* [Exercise requirements]
Return every one of the lines below word for word, with no changes.

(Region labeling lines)
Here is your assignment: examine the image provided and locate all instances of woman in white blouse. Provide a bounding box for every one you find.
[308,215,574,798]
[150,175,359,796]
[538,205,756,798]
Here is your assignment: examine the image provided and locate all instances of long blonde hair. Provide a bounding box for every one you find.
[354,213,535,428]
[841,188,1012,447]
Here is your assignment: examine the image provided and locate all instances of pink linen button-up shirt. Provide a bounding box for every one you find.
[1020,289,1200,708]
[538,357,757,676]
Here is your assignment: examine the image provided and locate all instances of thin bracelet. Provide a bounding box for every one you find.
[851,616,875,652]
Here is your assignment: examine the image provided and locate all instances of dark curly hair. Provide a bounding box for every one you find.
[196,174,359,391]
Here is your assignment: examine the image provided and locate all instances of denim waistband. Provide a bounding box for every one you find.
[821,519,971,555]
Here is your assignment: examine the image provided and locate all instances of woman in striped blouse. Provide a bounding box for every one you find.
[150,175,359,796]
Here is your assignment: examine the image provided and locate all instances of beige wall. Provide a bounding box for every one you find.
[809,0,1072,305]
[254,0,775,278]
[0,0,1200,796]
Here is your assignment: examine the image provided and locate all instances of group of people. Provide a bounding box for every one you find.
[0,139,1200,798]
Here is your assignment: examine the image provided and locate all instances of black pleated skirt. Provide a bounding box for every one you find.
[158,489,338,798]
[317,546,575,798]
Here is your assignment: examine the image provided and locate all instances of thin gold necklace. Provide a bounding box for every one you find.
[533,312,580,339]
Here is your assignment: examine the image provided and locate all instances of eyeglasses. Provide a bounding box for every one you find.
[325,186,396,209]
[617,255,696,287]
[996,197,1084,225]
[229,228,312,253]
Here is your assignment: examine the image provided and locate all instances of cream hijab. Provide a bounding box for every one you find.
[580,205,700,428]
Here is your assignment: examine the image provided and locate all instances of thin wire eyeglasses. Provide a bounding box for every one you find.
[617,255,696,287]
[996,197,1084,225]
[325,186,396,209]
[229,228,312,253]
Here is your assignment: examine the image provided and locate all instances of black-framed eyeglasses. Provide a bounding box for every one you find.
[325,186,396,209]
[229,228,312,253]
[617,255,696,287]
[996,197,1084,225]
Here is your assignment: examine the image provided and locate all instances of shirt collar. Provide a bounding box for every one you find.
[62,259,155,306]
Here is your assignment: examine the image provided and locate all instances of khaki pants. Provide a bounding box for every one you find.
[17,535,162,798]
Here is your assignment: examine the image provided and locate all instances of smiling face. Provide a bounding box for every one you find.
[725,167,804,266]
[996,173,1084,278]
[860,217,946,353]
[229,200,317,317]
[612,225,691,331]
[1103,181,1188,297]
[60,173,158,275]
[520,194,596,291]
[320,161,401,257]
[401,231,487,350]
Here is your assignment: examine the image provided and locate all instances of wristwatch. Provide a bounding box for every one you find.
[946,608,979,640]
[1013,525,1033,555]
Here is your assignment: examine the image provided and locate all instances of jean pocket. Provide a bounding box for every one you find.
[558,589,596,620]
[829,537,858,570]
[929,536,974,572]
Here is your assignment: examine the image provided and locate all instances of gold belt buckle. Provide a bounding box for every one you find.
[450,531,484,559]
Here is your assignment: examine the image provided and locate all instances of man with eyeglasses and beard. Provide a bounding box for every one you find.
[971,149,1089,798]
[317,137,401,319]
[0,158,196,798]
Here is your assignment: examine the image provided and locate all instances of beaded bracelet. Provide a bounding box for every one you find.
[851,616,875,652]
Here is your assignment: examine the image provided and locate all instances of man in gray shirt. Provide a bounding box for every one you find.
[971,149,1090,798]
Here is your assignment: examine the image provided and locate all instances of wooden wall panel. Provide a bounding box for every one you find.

* [Solution to the problem]
Here is your assignment: examine the image provided and locate all instances of woman in white blouse. Provide a bounding box for every one you find.
[308,215,574,798]
[150,175,359,796]
[538,205,756,798]
Here is your assignment: examine the image provided and locate all instances of long blonde hair. Provide a bounding box for every one you find.
[354,213,535,428]
[841,188,1012,447]
Here is your assignment: examine the image provided and locate all instances of pink linen button-up shirt. Provide a bounding box for every one you find.
[1020,289,1200,708]
[538,357,757,676]
Here is your assignment: examine the image provided and locate all instances of thin bracelet. Provide a bounding box for every one you find.
[851,616,875,652]
Here is your assignment: examine the image provided and locate all instances of dark curly hair. Provide a bounding box for every one you find.
[196,174,359,391]
Here is your assignment: examine the image provided and locate all instances of denim waistband. Provide a bounding box for every one you find.
[821,519,971,555]
Here is your assignment: examine the image provided and locate all instances of woman in striped blouse. Provide a bounding box for every one you find.
[150,175,359,796]
Here is your assignment: examine the image provided and locate all instances of beige wall. Provide a bounding box for every one you find.
[809,0,1072,305]
[254,0,775,278]
[0,0,1200,796]
Here is your assignment: examine the image provided and locate all instances of group of people. Provide a bounding box for every one you find.
[0,139,1200,798]
Here is your assignment: examine the image provided and locate all instances of black pleated skirt. Provide a bounding box for every one you find.
[158,489,338,798]
[317,546,575,798]
Here is your assignment: examine the image provided and locate all instances of thin gold necklace. Provide a bounding box for every one you find.
[533,312,580,339]
Here is your assignment: examine the image provided and locate all instances of eyeglasses. Provide a bounding box for every one you find.
[325,186,396,209]
[617,255,696,287]
[996,197,1084,225]
[229,228,312,253]
Here is your assignment: examine the image provided and locate all instances of cream hijab. Provide a bounding box for every one you find.
[580,205,700,428]
Here is your assignment: examine the image provided and locate all instances of thin wire eyeglasses. Provide a bounding box for every one you find.
[617,255,696,287]
[996,197,1084,225]
[325,186,396,209]
[229,228,312,253]
Here is your assignment: examine the image provided and locate all instances of black-framed eyeglasses. Provide a bounding box for every one you find.
[325,186,396,209]
[229,228,312,253]
[617,255,696,287]
[996,197,1084,225]
Here is your assignment: examine the image provided and locate all instances of shirt collar. Provide a bounding box for every one you find.
[62,259,155,306]
Here is your assignment: examine the image provided and locate all instances of khaki pants. Provide a bounding box for every one you find.
[17,535,162,798]
Here is your assignment: examine the image provided and locate all instances of smiling face. Provide a bounding box for every one you find.
[725,167,804,266]
[996,173,1084,278]
[860,217,946,353]
[229,200,317,317]
[612,225,691,331]
[1103,181,1188,297]
[60,173,158,275]
[520,194,596,291]
[320,161,401,257]
[401,231,487,350]
Here is your assignment: examine the image provided and locate all instances of wristwatch. Provide a bounding box for every one you find.
[946,608,979,640]
[1013,525,1033,555]
Here is your assignment: examine the image provided and locate all instances of jean pocket. Provide a bounding box for every one you find.
[558,589,596,620]
[829,537,858,570]
[929,536,974,572]
Here is your assignment: examine the image provided and locate all instances of gold belt buckle. Provide a bounding box for every one you find.
[450,531,484,559]
Here is your assignment: examine the image provided and locate all instances of man with eyeglasses and beard. Provide a bounding box for every one you find.
[971,149,1089,798]
[317,137,401,319]
[0,158,196,798]
Here is your assignment: examine the image provided and locate all instances of beaded bracelet. Provide a bounding box for every one you find.
[851,616,875,652]
Here is your assignment: examine the image provided and locate all instances of man in gray shirt. Provide a bounding box for every one you find.
[971,149,1090,798]
Here is your assignment: examine the image provided and locate all instances of wooden wall panel. Provide a bounding box for every one you find.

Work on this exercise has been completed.